## The problem
Print the records exactly and in full, please; the pictures stay out.

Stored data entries

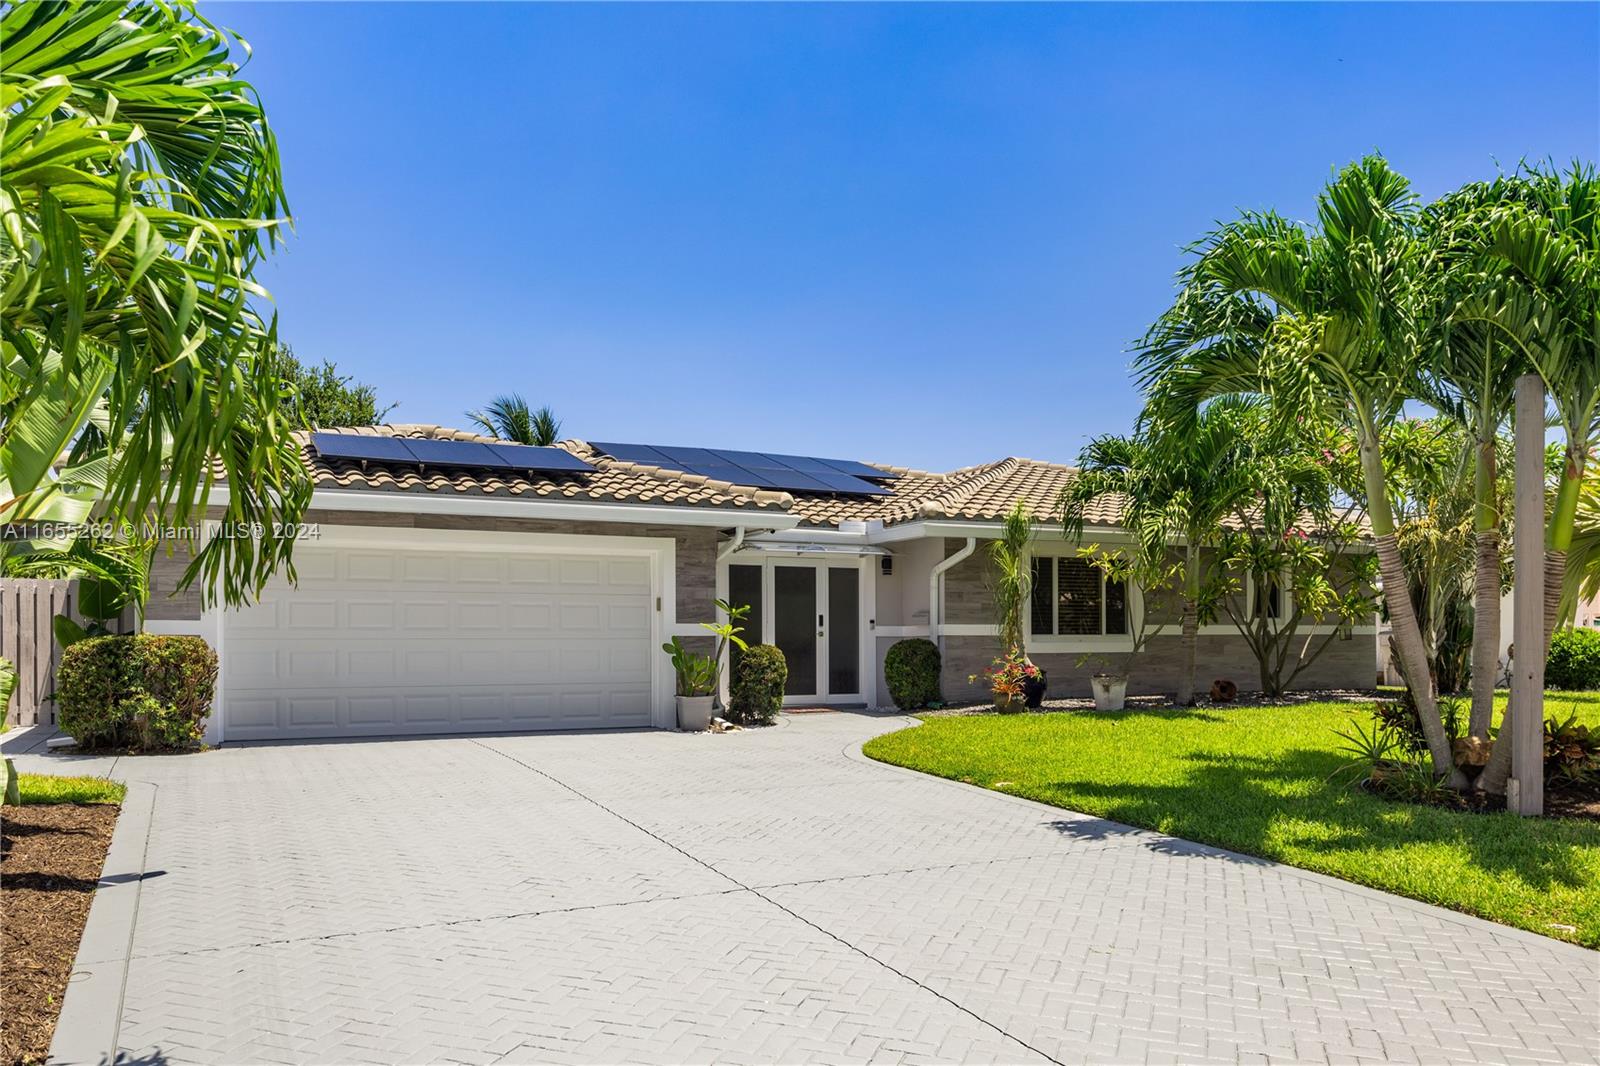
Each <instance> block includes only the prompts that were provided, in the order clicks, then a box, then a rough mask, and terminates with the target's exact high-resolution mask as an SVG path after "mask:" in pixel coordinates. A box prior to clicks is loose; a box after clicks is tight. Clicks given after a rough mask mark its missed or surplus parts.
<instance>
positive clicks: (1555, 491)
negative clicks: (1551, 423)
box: [1478, 165, 1600, 792]
mask: <svg viewBox="0 0 1600 1066" xmlns="http://www.w3.org/2000/svg"><path fill="white" fill-rule="evenodd" d="M1486 229H1488V238H1486V248H1488V251H1490V253H1491V254H1493V256H1494V258H1496V259H1498V261H1499V262H1501V264H1502V266H1504V269H1506V279H1504V282H1502V285H1504V291H1506V296H1504V298H1502V299H1501V301H1499V304H1498V306H1496V307H1494V314H1493V315H1490V314H1483V315H1480V317H1478V319H1480V320H1482V322H1486V323H1493V325H1494V327H1496V328H1499V330H1501V331H1502V335H1504V336H1507V338H1510V341H1512V343H1514V344H1515V346H1517V347H1518V349H1520V351H1522V354H1523V355H1525V357H1526V359H1528V362H1530V363H1531V365H1533V367H1534V370H1538V373H1539V376H1541V378H1544V386H1546V389H1547V391H1549V395H1550V405H1552V407H1554V410H1555V421H1557V424H1558V426H1560V429H1562V435H1563V456H1562V474H1560V480H1558V482H1557V491H1555V499H1554V504H1552V507H1550V514H1549V517H1547V520H1546V584H1544V643H1546V648H1541V650H1539V651H1538V653H1546V651H1547V648H1549V642H1550V635H1552V634H1554V632H1555V626H1557V624H1558V621H1560V618H1562V602H1563V592H1566V581H1565V575H1566V555H1568V552H1570V549H1571V547H1573V536H1574V531H1576V527H1578V512H1579V503H1581V498H1582V488H1584V475H1586V472H1587V467H1589V461H1590V458H1592V451H1594V448H1595V440H1597V439H1600V176H1597V173H1595V168H1594V165H1574V166H1573V168H1571V170H1570V171H1566V173H1565V174H1563V173H1560V171H1557V170H1554V168H1552V170H1544V168H1538V166H1534V168H1530V170H1528V171H1526V173H1525V174H1520V176H1518V182H1517V195H1514V197H1512V198H1510V200H1509V202H1507V203H1504V205H1502V206H1499V208H1496V210H1494V214H1493V218H1491V221H1490V224H1488V227H1486ZM1566 595H1568V597H1570V592H1566ZM1523 653H1525V655H1526V651H1523ZM1517 712H1518V709H1517V707H1507V714H1506V722H1502V725H1501V731H1502V735H1506V736H1509V735H1510V730H1509V727H1510V720H1512V717H1514V715H1515V714H1517ZM1509 771H1510V744H1496V746H1494V754H1493V755H1491V757H1490V763H1488V765H1486V767H1485V768H1483V775H1482V776H1480V783H1482V786H1483V787H1485V789H1486V791H1494V792H1498V791H1502V789H1504V786H1506V779H1507V775H1509Z"/></svg>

## Output for this exercise
Each <instance> block includes only the prompts that were provided, in the order clicks, then a box, then a rough mask, and terminates with the target's exact high-resolution mask as an SVG path after "mask:" in pixel coordinates. A box prior to clicks is loose; a box after clicks is tight. Clicks given after a rough mask mark its missed or surplus parts.
<instance>
positive clicks: (1555, 491)
negative clicks: (1551, 423)
box: [1478, 165, 1600, 792]
mask: <svg viewBox="0 0 1600 1066" xmlns="http://www.w3.org/2000/svg"><path fill="white" fill-rule="evenodd" d="M1486 229H1488V238H1486V248H1488V251H1490V253H1491V254H1493V256H1494V258H1496V259H1498V261H1499V262H1501V264H1502V266H1504V269H1506V279H1504V282H1502V285H1504V291H1506V296H1504V298H1502V299H1501V301H1499V304H1498V306H1496V307H1494V314H1493V315H1490V314H1483V315H1480V317H1478V319H1480V320H1482V322H1486V323H1493V325H1494V327H1496V328H1499V330H1501V331H1502V335H1504V336H1507V338H1510V341H1512V343H1514V344H1515V346H1517V347H1518V349H1520V351H1522V354H1523V355H1525V357H1526V359H1528V362H1530V363H1531V365H1533V367H1534V370H1538V373H1539V376H1541V378H1544V386H1546V389H1547V391H1549V395H1550V405H1552V407H1554V410H1555V421H1557V424H1558V426H1560V429H1562V435H1563V456H1562V474H1560V480H1558V482H1557V491H1555V499H1554V504H1552V507H1550V514H1549V517H1547V520H1546V584H1544V643H1546V648H1541V650H1539V651H1538V653H1546V651H1547V648H1549V642H1550V635H1552V634H1554V632H1555V626H1557V624H1558V621H1560V618H1562V602H1563V592H1566V581H1565V575H1566V555H1568V552H1570V549H1571V547H1573V536H1574V531H1576V527H1578V512H1579V503H1581V498H1582V488H1584V475H1586V472H1587V467H1589V461H1590V458H1592V451H1594V448H1595V440H1597V439H1600V176H1597V173H1595V168H1594V165H1574V166H1573V168H1571V170H1570V171H1566V173H1565V174H1563V173H1560V171H1557V170H1554V168H1552V170H1544V168H1538V166H1534V168H1530V170H1528V171H1526V173H1525V174H1520V176H1518V182H1517V195H1514V197H1512V198H1510V200H1509V202H1507V203H1504V205H1502V206H1499V208H1496V210H1494V214H1493V218H1491V221H1490V224H1488V227H1486ZM1566 595H1568V597H1570V592H1566ZM1523 653H1525V655H1526V651H1523ZM1517 712H1518V709H1517V707H1507V714H1506V722H1502V725H1501V731H1502V735H1506V736H1509V735H1510V730H1509V727H1510V720H1512V717H1514V715H1515V714H1517ZM1509 771H1510V744H1496V746H1494V754H1493V755H1491V757H1490V763H1488V765H1486V767H1485V768H1483V775H1482V776H1480V783H1482V786H1483V787H1485V789H1486V791H1494V792H1498V791H1502V789H1504V786H1506V779H1507V775H1509Z"/></svg>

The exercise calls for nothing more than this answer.